== Problem to work on ==
A single stretch of the material below is to be transcribed exactly, starting at the line with "arm, with integer pixel coordinates." and ending after the line with "Query: cardigan sleeve".
######
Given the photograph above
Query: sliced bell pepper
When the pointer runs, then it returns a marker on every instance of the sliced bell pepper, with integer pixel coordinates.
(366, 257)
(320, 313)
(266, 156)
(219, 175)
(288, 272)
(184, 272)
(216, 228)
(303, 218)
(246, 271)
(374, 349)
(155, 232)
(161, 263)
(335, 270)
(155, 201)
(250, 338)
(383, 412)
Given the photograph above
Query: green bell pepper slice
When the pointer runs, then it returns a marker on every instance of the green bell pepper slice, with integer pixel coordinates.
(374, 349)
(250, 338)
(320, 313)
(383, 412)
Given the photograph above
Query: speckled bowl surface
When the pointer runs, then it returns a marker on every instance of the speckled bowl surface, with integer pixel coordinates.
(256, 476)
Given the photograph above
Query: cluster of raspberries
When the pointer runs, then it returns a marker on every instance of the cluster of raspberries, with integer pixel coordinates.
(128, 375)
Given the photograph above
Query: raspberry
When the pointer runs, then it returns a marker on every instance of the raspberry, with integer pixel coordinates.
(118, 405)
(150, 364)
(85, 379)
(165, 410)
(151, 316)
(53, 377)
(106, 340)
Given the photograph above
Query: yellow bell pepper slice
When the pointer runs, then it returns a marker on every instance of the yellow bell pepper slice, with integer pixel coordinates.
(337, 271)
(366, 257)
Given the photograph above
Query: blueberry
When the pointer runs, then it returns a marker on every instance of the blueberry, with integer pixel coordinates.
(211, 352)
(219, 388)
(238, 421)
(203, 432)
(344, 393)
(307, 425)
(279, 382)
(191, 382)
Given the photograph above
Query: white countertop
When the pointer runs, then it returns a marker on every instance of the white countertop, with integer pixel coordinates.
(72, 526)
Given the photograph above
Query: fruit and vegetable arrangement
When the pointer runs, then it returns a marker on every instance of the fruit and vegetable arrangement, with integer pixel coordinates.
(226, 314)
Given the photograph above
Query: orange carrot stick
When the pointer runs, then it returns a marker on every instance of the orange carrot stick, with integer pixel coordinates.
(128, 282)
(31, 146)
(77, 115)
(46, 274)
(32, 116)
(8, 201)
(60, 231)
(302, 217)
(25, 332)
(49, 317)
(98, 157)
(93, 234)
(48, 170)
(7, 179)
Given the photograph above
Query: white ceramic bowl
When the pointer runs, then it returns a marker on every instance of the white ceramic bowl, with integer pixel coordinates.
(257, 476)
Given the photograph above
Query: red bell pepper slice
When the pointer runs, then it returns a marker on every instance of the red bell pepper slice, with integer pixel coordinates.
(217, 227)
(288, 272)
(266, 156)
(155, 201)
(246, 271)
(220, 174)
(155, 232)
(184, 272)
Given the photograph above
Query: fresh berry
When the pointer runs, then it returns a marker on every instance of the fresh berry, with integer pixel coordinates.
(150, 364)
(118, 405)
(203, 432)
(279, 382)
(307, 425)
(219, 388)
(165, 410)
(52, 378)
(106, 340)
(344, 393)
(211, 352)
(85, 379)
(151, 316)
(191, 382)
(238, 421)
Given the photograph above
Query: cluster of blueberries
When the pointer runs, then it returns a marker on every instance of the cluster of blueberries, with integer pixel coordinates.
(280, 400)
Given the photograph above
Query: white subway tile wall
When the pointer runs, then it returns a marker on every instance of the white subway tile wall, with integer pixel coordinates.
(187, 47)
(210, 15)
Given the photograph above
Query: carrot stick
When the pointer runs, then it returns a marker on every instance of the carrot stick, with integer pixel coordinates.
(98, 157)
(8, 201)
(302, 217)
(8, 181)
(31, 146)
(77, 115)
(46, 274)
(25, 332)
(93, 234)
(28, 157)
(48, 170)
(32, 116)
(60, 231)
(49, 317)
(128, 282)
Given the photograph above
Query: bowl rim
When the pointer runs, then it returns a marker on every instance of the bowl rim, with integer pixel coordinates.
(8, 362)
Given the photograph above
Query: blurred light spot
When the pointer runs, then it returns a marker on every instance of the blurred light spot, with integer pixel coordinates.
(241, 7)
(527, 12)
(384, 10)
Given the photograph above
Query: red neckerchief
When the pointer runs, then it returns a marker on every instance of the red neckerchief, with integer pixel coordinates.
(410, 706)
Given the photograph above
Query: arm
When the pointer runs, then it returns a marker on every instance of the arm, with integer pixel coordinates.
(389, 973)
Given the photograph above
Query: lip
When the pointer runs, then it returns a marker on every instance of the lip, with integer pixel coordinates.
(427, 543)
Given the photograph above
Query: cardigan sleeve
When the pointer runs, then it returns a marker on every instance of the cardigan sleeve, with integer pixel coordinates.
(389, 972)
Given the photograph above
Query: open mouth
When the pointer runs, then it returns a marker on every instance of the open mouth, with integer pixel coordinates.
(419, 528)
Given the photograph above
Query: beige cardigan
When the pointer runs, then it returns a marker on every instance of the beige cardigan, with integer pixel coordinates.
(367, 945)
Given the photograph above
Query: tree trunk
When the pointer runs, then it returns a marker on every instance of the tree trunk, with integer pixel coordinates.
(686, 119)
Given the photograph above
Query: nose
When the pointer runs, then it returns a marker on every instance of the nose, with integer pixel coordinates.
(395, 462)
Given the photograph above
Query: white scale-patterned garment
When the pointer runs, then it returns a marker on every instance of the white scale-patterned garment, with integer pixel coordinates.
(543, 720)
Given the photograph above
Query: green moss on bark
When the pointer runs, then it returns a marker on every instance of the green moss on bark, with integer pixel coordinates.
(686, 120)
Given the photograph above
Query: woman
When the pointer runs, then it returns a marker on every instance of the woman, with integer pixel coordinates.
######
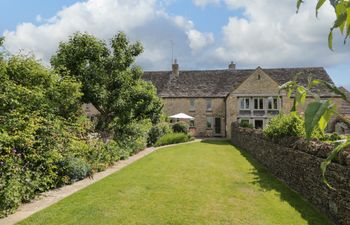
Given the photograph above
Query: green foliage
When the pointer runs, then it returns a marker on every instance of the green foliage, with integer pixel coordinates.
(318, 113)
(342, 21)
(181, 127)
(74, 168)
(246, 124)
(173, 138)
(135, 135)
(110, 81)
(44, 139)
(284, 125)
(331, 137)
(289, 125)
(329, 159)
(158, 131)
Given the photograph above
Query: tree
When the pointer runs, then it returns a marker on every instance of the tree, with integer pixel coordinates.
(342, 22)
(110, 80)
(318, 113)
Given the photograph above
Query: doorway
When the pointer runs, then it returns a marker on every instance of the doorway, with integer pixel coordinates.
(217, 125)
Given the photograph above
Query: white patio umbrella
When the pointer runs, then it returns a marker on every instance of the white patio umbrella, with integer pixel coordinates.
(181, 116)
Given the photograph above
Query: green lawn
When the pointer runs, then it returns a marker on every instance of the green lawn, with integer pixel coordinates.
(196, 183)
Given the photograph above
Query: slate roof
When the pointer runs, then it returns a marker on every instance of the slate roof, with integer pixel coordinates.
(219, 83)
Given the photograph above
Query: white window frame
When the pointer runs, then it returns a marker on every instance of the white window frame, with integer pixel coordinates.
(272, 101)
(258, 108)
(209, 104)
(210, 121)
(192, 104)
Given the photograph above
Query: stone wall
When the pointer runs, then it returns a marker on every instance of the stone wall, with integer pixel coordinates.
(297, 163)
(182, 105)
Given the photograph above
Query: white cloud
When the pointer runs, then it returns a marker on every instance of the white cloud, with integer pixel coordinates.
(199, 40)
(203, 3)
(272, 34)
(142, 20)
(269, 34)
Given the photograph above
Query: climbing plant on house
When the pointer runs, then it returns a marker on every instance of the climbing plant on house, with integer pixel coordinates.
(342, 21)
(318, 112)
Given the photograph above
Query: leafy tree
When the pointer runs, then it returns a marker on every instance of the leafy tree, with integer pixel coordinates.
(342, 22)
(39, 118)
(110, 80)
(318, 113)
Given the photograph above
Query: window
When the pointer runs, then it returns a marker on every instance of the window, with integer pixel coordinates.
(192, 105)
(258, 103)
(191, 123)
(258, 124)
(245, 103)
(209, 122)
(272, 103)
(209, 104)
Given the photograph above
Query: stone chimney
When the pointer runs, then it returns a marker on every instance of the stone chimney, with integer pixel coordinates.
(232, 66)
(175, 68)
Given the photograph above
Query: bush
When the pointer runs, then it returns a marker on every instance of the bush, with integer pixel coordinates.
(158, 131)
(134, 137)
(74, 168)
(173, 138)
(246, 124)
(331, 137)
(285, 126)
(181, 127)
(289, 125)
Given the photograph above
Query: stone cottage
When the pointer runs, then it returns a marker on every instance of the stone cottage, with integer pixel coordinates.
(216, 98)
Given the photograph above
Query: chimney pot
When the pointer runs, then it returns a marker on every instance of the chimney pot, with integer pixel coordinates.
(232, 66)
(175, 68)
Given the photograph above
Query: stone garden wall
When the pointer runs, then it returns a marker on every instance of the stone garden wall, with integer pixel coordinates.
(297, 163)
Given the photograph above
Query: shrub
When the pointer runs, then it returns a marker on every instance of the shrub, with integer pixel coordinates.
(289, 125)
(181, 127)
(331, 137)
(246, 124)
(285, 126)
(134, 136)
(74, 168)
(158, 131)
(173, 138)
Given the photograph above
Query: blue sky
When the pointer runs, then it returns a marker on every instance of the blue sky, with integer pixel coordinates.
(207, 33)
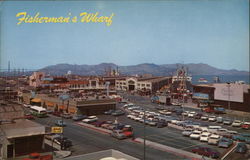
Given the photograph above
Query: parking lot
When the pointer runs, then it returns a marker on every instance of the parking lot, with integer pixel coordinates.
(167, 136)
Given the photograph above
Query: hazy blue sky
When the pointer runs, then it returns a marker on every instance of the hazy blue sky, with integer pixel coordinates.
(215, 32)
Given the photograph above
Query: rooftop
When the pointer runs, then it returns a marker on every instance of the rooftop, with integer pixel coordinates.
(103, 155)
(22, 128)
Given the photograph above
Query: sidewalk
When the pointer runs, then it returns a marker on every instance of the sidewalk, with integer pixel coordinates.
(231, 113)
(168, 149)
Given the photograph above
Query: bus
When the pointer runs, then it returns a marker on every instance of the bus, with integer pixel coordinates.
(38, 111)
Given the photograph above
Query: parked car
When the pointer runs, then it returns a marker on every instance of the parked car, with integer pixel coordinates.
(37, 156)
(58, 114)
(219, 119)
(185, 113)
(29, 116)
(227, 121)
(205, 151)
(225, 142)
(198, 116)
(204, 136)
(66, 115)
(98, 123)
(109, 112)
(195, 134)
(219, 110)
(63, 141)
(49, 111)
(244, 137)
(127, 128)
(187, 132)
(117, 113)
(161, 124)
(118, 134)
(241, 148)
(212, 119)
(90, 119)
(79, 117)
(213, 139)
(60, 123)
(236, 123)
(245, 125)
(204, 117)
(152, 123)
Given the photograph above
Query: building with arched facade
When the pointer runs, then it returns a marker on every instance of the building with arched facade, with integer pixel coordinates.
######
== Your solution ==
When the pointer runs, then it returns a marker on every instance of the arm, with integer pixel coordinates.
(389, 973)
Given the photograph above
Query: lip
When the pointer runs, then it returns a marker on every instance of the lip, with integer pixel coordinates.
(427, 543)
Given the photograph above
Query: cardigan sleeve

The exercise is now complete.